- Selected passage
────────────────────

We bet Pat Boone and his family obeyed all of the etiquette rules and instructions in-flight. Most likely, all eyes were on them throughout their flight, what with those matching ensembles.
Some stewardesses are trained nurses. All have been given instructions in meeting the emergencies a simple illnesses and First Aid. If you are on a night flight, she will bring you a pillow and a blanket, and if you are fortunate enough to have an unoccupied seat next to you, she will probably remove the removable armrest that separates your seat from that next to you so that you may stretch out more comfortably. She is one of the prime reasons why your trip is likely to be comfortable and pleasant. She is deserving of the highest respect and the most courteous treatment.

Seat Belt and Smoking

Holy smokes... This flight attendant was lighting someone's cigar!  
When the lighted sign forbids smoking and instruct you to fasten your seatbelt, obey it promptly. If you wish to smoke after the lighted sign has been turned off, that is, when the plane is in the air, do so, if you smoke cigarettes. On most planes you are asked not to smoke a pipe or cigars, since they are offensive in close spaces to many people.
From Eleanor Roosevelt's "Common Sense Book of Etiquette" 1962

Changes in Dining Onboard and In-Flight

 A "proper" tea was once served, free of charge on flights, but one had to watch out for that pesky turbulence!  
"An airline dinner is a useful device to keep passengers pinned to their places and occupied for an appreciable length of time. People hurtling through the air in a metal tube, both uneasily aware of what could go wrong and stupefied with boredom, are deemed to require solace. Eating is comfort -- provided that nothing untoward or unexpected occurs during dinner. In the early days of air travel, until the early thirties, travelers ate at tables set out in the plane, as in a restaurant. There were wine bottles, flowers, cloths on the tables, and male stewards (then called couriers) in white jackets, serving the meals. The shuddering and dipping of the aircraft caused spills, and the noise was so infernal that conversation had often to be carried on by means of written notes -- but still things were done "properly," which is to say as far as possible as they were done on earth.
Things were still done "properly" the way they were on earth.

────────────────────

- A run of records
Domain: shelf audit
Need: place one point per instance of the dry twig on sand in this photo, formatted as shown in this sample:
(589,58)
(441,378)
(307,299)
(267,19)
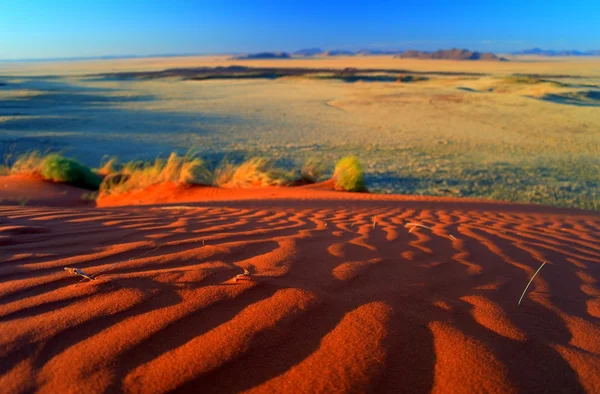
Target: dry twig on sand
(85,276)
(77,271)
(245,275)
(415,225)
(530,280)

────────────────────

- Complete the following
(a) Repeat word for word the stretch of the air travel etiquette passage from "Changes in Dining" through "that pesky turbulence!".
(b) Write what comes next in the air travel etiquette passage, starting right after its last sentence.
These records have no connection to the air travel etiquette passage.

- Final answers
(a)
Changes in Dining Onboard and In-Flight

 A "proper" tea was once served, free of charge on flights, but one had to watch out for that pesky turbulence!

(b)
The first passenger aircraft in service after World War II fitted people into planes as though they were in a bus; airline management had realized that the future lay in cutting corners, increasing the numbers on board, and relying on the prestige of technology to make up for any loss in luxury. The gamble paid off. The new air travelers packed themselves into small spaces with a sense of fun, awe, and excitement. At first, seats were reversible so that passengers could turn them around and sit facing each other for meals; soon even that kind of encouragement to companionship was denied. But a three-course dinner with a hot meat component is still provided for everybody (except those who exempt themselves on health or vegetarian grounds), whether they are ready to eat or not, on the foldout flap which anchors us to our places while dinner is served.
Ummm... Yum? A typical 3-course 1990's in-flight dinner ~ "Manners, here, impose passivity and constraint; ornamentation is taken taken care of by the oddity of our being served dinner at all in such circumstances.... Airline passengers are extraordinarily docile and uncomplaining ... grateful for safety."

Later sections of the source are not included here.